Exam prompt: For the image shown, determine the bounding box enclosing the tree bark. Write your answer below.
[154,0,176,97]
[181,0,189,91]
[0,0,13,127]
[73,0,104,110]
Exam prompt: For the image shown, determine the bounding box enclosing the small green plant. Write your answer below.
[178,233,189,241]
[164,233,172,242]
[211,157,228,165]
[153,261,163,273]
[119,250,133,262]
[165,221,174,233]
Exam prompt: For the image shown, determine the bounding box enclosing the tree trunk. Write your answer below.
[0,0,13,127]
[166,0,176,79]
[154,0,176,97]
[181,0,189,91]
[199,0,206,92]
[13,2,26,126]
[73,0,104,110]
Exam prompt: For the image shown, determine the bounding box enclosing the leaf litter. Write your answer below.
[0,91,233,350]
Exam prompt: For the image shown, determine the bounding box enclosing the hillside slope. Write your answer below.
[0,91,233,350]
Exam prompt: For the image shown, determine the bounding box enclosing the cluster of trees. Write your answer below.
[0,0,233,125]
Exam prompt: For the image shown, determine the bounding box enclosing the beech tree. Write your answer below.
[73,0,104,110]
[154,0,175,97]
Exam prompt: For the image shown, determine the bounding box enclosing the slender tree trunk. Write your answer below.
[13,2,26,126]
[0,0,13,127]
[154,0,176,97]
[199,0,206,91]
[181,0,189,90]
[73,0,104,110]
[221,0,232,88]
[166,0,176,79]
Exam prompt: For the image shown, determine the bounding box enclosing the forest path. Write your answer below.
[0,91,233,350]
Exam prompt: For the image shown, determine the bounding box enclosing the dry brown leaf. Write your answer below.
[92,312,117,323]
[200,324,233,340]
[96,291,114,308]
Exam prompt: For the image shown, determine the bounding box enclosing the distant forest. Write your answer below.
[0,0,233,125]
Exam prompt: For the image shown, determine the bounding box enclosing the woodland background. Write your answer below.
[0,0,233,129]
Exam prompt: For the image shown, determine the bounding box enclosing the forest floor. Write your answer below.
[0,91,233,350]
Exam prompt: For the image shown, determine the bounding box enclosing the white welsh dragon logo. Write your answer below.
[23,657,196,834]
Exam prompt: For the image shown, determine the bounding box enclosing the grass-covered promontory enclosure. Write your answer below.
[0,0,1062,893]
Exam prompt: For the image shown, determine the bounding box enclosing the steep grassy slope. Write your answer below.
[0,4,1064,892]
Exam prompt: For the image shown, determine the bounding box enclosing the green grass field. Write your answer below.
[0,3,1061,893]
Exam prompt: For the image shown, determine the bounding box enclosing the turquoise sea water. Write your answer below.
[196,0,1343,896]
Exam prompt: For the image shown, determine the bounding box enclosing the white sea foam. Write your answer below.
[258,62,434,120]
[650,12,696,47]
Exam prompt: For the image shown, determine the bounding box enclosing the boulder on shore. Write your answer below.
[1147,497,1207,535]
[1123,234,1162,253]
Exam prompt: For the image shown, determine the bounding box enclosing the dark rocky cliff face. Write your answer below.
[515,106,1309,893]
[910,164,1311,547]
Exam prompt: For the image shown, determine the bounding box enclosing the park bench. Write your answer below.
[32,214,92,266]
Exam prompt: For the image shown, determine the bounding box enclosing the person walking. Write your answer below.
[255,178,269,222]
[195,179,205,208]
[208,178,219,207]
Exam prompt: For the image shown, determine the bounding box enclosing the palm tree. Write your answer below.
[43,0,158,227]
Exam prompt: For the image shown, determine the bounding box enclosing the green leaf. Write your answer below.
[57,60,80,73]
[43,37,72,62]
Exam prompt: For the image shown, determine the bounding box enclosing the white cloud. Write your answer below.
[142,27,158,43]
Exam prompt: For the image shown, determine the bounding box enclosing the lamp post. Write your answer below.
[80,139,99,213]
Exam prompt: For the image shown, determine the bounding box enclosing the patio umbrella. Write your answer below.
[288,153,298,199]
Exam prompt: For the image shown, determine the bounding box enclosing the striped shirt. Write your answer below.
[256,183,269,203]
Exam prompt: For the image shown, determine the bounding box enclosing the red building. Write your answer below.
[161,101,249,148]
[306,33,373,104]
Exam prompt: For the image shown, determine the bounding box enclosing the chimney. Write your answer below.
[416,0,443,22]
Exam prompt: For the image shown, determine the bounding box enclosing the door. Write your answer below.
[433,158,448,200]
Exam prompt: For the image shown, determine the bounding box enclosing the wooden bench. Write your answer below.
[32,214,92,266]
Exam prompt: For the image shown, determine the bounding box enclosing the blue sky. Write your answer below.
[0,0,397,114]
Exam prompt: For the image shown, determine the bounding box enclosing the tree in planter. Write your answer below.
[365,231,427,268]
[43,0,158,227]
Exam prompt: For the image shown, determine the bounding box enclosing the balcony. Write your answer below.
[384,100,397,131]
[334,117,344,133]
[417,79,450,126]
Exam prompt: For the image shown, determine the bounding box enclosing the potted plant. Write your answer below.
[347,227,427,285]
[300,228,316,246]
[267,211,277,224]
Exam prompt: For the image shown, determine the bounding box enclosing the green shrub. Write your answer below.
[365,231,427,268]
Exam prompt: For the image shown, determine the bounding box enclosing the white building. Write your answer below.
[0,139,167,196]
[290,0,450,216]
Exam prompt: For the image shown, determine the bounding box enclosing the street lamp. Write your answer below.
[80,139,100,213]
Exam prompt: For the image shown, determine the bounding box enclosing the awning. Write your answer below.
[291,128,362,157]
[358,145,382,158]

:::

Task statement = Reproduce the listing in full, swapping every "Exam prompt" for "Test prompt" and keeping everything else the same.

The response =
Test prompt: For the image shown, determine the bounding box enclosing the tree bark. Write your answer below.
[154,0,176,97]
[181,0,189,91]
[0,0,13,127]
[73,0,104,110]
Test prompt: For the image shown, determine the bounding box enclosing the small green plant. Write your answer below.
[178,233,189,241]
[164,233,172,242]
[211,157,228,165]
[153,261,163,273]
[119,250,133,262]
[165,221,174,233]
Test prompt: For the image shown, determine the bounding box enclosing the tree trunk. Write your answer below.
[0,0,13,127]
[166,0,176,79]
[154,0,176,97]
[181,0,189,91]
[199,0,206,92]
[13,2,26,126]
[73,0,104,110]
Test prompt: For the image shown, determine the bounding box enclosing the leaf litter. Write your answer below.
[0,91,233,350]
Test prompt: For the image shown, determine the bounding box enclosing the hillside slope. Write your answer below.
[0,91,233,350]
Test prompt: For the image shown, determine the bounding box enclosing the cluster of trees. Write your answer below.
[0,0,233,125]
Test prompt: For the image shown, determine the bounding box enclosing the beech tree. Write your answer below.
[73,0,104,110]
[154,0,175,97]
Test prompt: For the image shown, determine the bounding box enclosing the slender tree trunk. Write your answer below.
[13,2,26,126]
[0,0,13,127]
[154,0,176,97]
[199,0,206,91]
[181,0,189,90]
[73,0,104,110]
[221,0,232,88]
[166,0,176,79]
Test prompt: For the image shown, determine the bounding box enclosing the forest path. Write your answer below.
[0,91,233,350]
Test prompt: For the image shown, determine the bounding box enclosing the dry brown leaf. Write your answer below.
[92,312,117,323]
[200,324,233,340]
[96,291,114,308]
Test prompt: For the image shown, determine the bounding box enclosing the distant forest. Write your answer below.
[0,0,233,125]
Test prompt: For the image shown, determine the bounding box enclosing the woodland background. Write your answer below.
[0,0,233,129]
Test prompt: For the image shown, determine the bounding box enclosing the forest floor. Write your answer below.
[0,91,233,350]
Test prompt: For the image shown, determine the bounding box enclosing the white welsh dragon logo. Write your answer below.
[23,657,196,834]
Test prompt: For the image shown, determine the bounding box enclosing the grass-covered promontory enclosure. Write your answer below.
[0,0,1062,893]
Test prompt: For the image shown, determine the bounding box enclosing the steep grassy slope. Write your answer below.
[0,4,1064,892]
Test prompt: For the image shown, determine the bounding box enclosing the green grass field. Write your answer below.
[0,3,1061,893]
Test prompt: For the image shown, determine the bounding box enclosing the turquoise sea water. Write your answer below.
[196,0,1343,896]
Test prompt: For the image shown, determine the bounding box enclosing the white sea foam. Write your answer below.
[258,62,434,120]
[650,12,696,47]
Test prompt: For the image shown, determine the bounding box enclosing the boulder on shore. Write your answer below.
[1147,497,1207,535]
[1123,234,1162,253]
Test prompt: For the image shown, determine the bounding box enclosing the dark rocky cliff face. Write your answer below.
[515,106,1309,893]
[910,164,1311,547]
Test prompt: For the image shown, determine the bounding box enclosing the park bench. Write your answer below.
[32,214,92,266]
Test prompt: For the image shown, determine the bounding box enclosing the person walking. Write your answer below.
[255,178,269,222]
[195,179,205,208]
[208,178,219,207]
Test prompt: For the image shown, determine the bounding box enclosing the palm tree. Write your answer below.
[43,0,158,227]
Test prompt: For the image shown, determine the bounding box enclosing the green leaf. Write your answer below.
[57,60,80,73]
[43,37,72,62]
Test prompt: For the image shown, determine the bounding box enclosing the white cloud. Write your answer below.
[142,27,158,43]
Test prompt: For the image shown, determine the bounding box enclosing the lamp post. Write your answer below.
[80,139,99,213]
Test prompt: For the image shown, determine the bounding box enclosing the patio umbrella. Write your answer below.
[288,153,298,199]
Test prompt: For the image shown, determine the bounding box enclosing the striped shirt. Write your answer below.
[256,183,269,203]
Test prompt: For the image shown, determine the bounding box enclosing the red building. Write your answer below.
[161,101,249,148]
[306,33,373,104]
Test prompt: For the image shown, determine the bounding box enclosing the chimney. Write your answer below.
[416,0,443,22]
Test prompt: For the image shown, determine the bounding box enclosing the door. Write your answer below.
[433,158,448,200]
Test prompt: For the image shown, determine the bounding box enclosing the wooden bench. Write your answer below.
[32,214,92,266]
Test prompt: For the image shown, determine the bounding box enclosing the blue sky. Write your answer below.
[0,0,397,114]
Test prompt: For the image shown, determine the bounding box enclosing the tree in planter. Write your answer below.
[365,231,427,268]
[43,0,158,227]
Test prompt: For the image shown, determine the bounding box enclosing the balcony. Write your answer below.
[384,100,397,131]
[334,117,344,133]
[417,79,450,126]
Test prompt: For the image shown, determine the bounding box enclosing the potted plant. Write your answer below.
[347,227,427,285]
[300,228,316,246]
[267,211,277,224]
Test prompt: For the image shown, determine the bounding box enclosing the green shrub. Write your answer below.
[365,231,427,268]
Test prompt: For the image shown, determine the bounding box enclosing the white building. Write your answer below.
[0,139,167,196]
[290,0,450,216]
Test prompt: For the image shown, determine the bounding box enclosing the street lamp. Write your answer below.
[80,139,100,213]
Test prompt: For the image shown, determine the bounding box enclosing the awning. Write your answer below.
[291,128,362,157]
[358,145,382,158]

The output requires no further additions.